Transcribe the records below exactly.

——

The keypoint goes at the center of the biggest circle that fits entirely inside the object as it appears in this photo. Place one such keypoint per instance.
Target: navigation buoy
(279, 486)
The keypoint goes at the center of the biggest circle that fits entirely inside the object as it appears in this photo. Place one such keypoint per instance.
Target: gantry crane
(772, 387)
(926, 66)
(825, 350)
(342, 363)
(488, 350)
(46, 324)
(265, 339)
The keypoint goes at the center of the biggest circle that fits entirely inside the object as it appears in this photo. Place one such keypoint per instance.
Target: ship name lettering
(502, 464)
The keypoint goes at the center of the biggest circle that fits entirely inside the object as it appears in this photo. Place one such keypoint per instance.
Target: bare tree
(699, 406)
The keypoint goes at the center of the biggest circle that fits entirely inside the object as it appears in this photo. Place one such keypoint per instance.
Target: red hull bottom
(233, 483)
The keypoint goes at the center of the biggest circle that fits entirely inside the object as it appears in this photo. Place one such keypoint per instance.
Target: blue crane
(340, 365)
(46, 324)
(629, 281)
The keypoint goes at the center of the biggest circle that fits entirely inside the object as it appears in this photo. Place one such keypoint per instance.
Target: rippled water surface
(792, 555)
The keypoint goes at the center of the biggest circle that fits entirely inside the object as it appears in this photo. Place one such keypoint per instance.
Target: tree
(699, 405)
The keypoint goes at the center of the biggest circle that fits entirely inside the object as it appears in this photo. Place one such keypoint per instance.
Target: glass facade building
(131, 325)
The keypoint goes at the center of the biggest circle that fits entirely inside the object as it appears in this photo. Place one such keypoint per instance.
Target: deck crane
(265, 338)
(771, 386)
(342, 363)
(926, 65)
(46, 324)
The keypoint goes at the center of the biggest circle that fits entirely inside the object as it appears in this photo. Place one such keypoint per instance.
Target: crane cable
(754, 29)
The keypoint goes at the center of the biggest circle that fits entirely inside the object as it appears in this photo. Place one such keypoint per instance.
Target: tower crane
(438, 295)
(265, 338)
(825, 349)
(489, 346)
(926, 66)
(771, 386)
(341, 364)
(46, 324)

——

WRITTEN RESPONSE →
The keypoint goes at the center of the biggest circle that fits entirely inside the object as it appears in this photo. Place one such keypoint per instance.
Target: navigation buoy
(279, 486)
The keypoint goes at the center of the biggest circle that fits entirely inside the object as it appears in this photo. Place one such keypoint per instance.
Target: gantry crane
(772, 387)
(926, 66)
(825, 350)
(342, 363)
(488, 350)
(46, 324)
(265, 339)
The keypoint goes at the center of the biggest circle that fits entirely inside the object as it appears in this photo. Place one such keypoint per instance.
Target: ship name lettering
(502, 464)
The keypoint goes at the center of the biggest circle that fits entirely inside the object as it appears in this photo. Place one such keypoint per instance.
Target: bare tree
(699, 406)
The keypoint goes at the center of the biggest circle that fits entirely inside the object as it appears in this photo. Place one such keypoint per instance.
Target: red hull bottom
(233, 483)
The keypoint goes at the center of the biggest circle that fits entirely inside the object as it appears in this photo. Place one such keypoint per instance.
Target: blue crane
(340, 365)
(46, 324)
(629, 281)
The keypoint goes at the center of the biggest circle that fits entirely inside the object as it appears in this photo. Place one such keypoint per instance.
Target: rippled water surface
(792, 555)
The keypoint goes at the center of the biggest circle that fits entirely inside the object as it appears in this photo. Place one such keypoint per instance.
Target: tree
(699, 405)
The keypoint goes at the center of the biggest circle that fits entirely inside the object as it appears in this photo. Place one such keypoint per instance.
Target: glass facade building
(131, 325)
The keypoint goes at the center of the biggest circle that fits entirely inside the object as it appears in this photo. Place one such keypoint per instance.
Target: deck crane
(265, 338)
(771, 386)
(342, 363)
(926, 65)
(46, 324)
The keypoint goes at the center of the biggest circle that fits entirely inside the object as it appears in this photo. Place one such keypoint per instance.
Target: crane cable
(754, 29)
The keypoint goes at the center of the biggest circle that fits entirely inside the object as it appears in this photo. Place one such keypoint per instance.
Target: tower crane
(438, 295)
(265, 338)
(825, 349)
(489, 346)
(926, 66)
(771, 386)
(341, 364)
(46, 324)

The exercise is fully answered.